* begin *

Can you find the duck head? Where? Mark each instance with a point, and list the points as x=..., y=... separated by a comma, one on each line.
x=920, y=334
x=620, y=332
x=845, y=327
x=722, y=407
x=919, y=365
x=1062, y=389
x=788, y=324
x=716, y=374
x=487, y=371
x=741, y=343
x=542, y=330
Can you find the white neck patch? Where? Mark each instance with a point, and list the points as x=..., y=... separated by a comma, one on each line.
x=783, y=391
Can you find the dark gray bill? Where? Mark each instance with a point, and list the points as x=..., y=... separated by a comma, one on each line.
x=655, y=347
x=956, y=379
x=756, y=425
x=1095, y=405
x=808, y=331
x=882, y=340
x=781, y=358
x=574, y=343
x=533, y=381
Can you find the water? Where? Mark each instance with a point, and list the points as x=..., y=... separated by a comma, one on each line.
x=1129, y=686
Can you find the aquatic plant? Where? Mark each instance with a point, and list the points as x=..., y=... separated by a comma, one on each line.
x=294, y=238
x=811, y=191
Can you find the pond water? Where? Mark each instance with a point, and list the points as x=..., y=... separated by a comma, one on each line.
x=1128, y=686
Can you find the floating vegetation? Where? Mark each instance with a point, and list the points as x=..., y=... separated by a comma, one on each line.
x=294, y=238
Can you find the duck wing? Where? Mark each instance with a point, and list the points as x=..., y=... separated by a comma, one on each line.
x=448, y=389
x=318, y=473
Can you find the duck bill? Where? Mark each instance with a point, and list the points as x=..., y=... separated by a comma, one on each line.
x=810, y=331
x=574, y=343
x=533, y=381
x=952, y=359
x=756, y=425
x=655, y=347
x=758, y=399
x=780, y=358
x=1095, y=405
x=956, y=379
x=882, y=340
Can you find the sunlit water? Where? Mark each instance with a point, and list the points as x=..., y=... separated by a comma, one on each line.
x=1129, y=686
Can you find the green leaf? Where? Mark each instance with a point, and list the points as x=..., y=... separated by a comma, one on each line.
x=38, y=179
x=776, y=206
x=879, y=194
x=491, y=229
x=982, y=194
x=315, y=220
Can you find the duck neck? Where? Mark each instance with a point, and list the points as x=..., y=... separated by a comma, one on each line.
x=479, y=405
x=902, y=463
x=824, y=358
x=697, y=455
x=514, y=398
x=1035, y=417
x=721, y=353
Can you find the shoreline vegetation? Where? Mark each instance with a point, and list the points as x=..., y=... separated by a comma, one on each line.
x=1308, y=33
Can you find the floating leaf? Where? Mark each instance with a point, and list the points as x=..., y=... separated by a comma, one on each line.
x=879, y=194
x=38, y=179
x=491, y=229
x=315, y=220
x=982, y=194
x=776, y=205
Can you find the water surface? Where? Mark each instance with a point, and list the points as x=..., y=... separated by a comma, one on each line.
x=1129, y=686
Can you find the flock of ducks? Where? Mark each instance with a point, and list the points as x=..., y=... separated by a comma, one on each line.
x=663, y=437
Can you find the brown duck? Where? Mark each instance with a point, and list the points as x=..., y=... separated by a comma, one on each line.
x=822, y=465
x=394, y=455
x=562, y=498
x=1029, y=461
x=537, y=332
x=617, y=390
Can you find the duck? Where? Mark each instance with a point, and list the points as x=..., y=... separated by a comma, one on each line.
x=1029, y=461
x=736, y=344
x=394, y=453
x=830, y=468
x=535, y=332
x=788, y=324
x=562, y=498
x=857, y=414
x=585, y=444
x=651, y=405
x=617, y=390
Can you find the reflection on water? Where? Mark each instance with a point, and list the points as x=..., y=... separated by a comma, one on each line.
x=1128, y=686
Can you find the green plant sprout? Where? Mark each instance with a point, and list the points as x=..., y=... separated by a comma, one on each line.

* end *

■ TO DO
Write out every row above word for word, keeping each one on its own line.

■ RESPONSE FOR THIS EXERCISE
Can you find the duck head? Where? Mark each instance with a point, and list the points as x=..., y=... separated by a comma, one on each line.
x=920, y=334
x=620, y=332
x=845, y=327
x=722, y=407
x=919, y=365
x=1062, y=389
x=788, y=324
x=716, y=374
x=487, y=371
x=741, y=343
x=542, y=330
Can you find the white neck patch? Where? Mark each instance with a point, and list the points as x=..., y=... separated by a comma, one on each line.
x=783, y=391
Can you find the dark gray bill? Where? Mark each instance with a point, and list the points as x=..., y=... separated by a comma, one on each line.
x=655, y=347
x=956, y=379
x=756, y=425
x=1095, y=405
x=808, y=331
x=882, y=340
x=781, y=358
x=574, y=343
x=533, y=381
Can you find the water? Where? Mark each instance with a point, and list the points as x=..., y=... separated by a comma, one on each line.
x=1129, y=686
Can you find the aquatic plant? Where? Mark each instance with a point, and list the points as x=..., y=... separated by a comma, one on each line.
x=294, y=238
x=811, y=191
Can you find the pond water? Where? Mark each instance with a point, and list the points as x=..., y=... separated by a comma, one on each line.
x=1128, y=686
Can you find the floating vegetation? Where? Mark each instance with a point, and list the points as x=..., y=... separated by a comma, one on each line.
x=294, y=238
Can you find the duck wing? Where? Mark each instance with a point, and list the points as x=..., y=... separated by a comma, one on each line.
x=448, y=389
x=318, y=473
Can you find the duck bill? Where? Mark each instance with a point, and list the points as x=..., y=... separated by a comma, one on each line.
x=810, y=331
x=574, y=343
x=533, y=381
x=952, y=359
x=756, y=425
x=655, y=347
x=758, y=399
x=780, y=358
x=1095, y=405
x=956, y=379
x=882, y=340
Can you find the sunlit water? Where? Mark each instance with a point, and list the points as x=..., y=... separated by a comma, one on each line.
x=1129, y=686
Can you find the green leaf? Where? Mark each instance with a point, and list the points as x=..., y=... separated by a comma, one on each line.
x=38, y=179
x=776, y=206
x=879, y=194
x=491, y=229
x=982, y=194
x=315, y=220
Can you find the duck neck? Where? Mark each instance with a point, and list the points as x=..., y=... separated by a comma, one on each line.
x=479, y=405
x=902, y=463
x=824, y=358
x=697, y=455
x=514, y=398
x=1035, y=417
x=721, y=353
Can you find the shoreline vegetation? Where? Mark each instance with a point, and list the points as x=..., y=... separated by a comma, one on each line.
x=1308, y=33
Can you find the floating leaf? Where? Mark each instance with a point, and list the points as x=..., y=... separated by a comma, one on each line.
x=879, y=194
x=38, y=179
x=491, y=229
x=315, y=220
x=982, y=194
x=776, y=205
Can you find the water surface? Where? Mark each instance with a point, and list the points as x=..., y=... separated by a comma, one on each line.
x=1129, y=686
Can you find the flock of ducks? Where? Mark each instance with a point, and list the points as x=..., y=... separated by a comma, one on each line.
x=663, y=437
Can you find the brown duck? Where? Mark each instance with a point, and list the points as x=..., y=... separated by a comma, one on each line.
x=822, y=465
x=394, y=455
x=562, y=498
x=1029, y=461
x=537, y=332
x=617, y=390
Can you find the duck? Where? Mark each instance with a point, and list the points as x=..., y=... separated by a comma, one on each line.
x=1029, y=461
x=736, y=344
x=394, y=453
x=830, y=468
x=535, y=332
x=788, y=324
x=562, y=498
x=857, y=414
x=585, y=444
x=651, y=405
x=617, y=390
Can you find the reflection on water? Where? Mark each instance with a point, and list the points as x=..., y=... separated by a comma, one on each line.
x=1128, y=686
Can you find the green plant sprout? Where? Mark each instance with a point, and list the points as x=..., y=... separated by a comma, one on each line.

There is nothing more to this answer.